→ Exercise text
Sleep seems like a perfectly fine waste of time. Why would our bodies evolve to spend close to one-third of our lives completely out of it, when we could instead be doing something useful or exciting? Something that would, as an added bonus, be less likely to get us killed back when we were sleeping on the savanna?
“Sleep is such a dangerous thing to do, when you’re out in the wild,” Maiken Nedergaard, a Danish biologist who has been leading research into sleep function at the University of Rochester’s medical school, said. “It has to have a basic evolutional function. Otherwise it would have been eliminated.”
We’ve known for some time that sleep is essential for consolidating memories and that it plays a central role in the formation of new neuronal connections and the pruning of old ones. But that hardly seems enough to risk death-by-leopard-in-the-night.

→ Required action
Answer these questions using the text on sleep.
1. About how much of our lives does it say we spend asleep?
2. At which university's medical school has Maiken Nedergaard been leading sleep research?
3. What has sleep long been known to be essential for?

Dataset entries
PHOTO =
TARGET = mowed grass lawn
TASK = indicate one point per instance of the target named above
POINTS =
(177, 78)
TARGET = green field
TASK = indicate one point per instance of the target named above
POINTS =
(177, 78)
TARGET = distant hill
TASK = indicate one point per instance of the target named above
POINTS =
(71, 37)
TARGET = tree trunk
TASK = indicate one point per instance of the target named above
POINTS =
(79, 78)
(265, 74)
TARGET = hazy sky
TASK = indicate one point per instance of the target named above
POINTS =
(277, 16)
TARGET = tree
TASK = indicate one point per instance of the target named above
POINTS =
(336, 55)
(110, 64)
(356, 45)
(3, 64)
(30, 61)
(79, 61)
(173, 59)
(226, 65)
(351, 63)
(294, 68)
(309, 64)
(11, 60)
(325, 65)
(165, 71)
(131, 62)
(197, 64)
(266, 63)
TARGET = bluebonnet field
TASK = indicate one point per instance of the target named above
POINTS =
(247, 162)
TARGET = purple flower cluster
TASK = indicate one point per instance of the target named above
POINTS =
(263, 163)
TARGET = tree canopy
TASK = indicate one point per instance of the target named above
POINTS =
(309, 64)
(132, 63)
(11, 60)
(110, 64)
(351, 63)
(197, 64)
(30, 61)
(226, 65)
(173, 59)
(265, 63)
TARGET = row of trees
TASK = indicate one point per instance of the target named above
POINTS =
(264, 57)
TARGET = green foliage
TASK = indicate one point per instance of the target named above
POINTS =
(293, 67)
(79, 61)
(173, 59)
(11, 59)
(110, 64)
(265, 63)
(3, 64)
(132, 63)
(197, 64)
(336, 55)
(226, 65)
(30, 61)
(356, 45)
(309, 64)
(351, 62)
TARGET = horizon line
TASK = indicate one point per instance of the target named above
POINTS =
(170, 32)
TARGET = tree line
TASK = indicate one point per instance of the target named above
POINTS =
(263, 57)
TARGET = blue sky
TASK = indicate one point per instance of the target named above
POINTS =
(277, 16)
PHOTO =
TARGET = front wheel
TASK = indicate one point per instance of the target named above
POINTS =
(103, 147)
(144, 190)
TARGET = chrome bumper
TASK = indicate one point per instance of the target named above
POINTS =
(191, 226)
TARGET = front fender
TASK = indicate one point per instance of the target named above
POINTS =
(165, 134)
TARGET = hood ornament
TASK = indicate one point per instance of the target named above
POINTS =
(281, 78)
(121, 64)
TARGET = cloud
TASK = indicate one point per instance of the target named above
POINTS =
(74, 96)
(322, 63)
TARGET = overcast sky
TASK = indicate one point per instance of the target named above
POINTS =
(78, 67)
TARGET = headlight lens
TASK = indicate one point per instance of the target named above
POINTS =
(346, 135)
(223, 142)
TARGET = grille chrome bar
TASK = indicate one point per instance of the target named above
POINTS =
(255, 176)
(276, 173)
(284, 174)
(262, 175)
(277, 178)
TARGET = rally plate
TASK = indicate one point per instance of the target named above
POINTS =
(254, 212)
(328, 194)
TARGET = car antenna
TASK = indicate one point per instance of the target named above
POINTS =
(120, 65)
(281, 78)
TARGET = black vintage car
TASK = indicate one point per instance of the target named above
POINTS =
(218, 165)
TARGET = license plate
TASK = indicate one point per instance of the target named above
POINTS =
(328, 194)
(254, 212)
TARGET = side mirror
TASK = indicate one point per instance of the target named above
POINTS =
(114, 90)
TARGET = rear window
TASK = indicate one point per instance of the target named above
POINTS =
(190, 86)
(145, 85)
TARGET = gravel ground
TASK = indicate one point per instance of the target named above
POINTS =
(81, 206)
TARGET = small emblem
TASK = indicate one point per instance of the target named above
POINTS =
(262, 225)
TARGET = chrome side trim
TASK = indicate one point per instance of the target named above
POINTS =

→ Result of the task
1. Close to one-third.
2. The University of Rochester's.
3. Consolidating memories.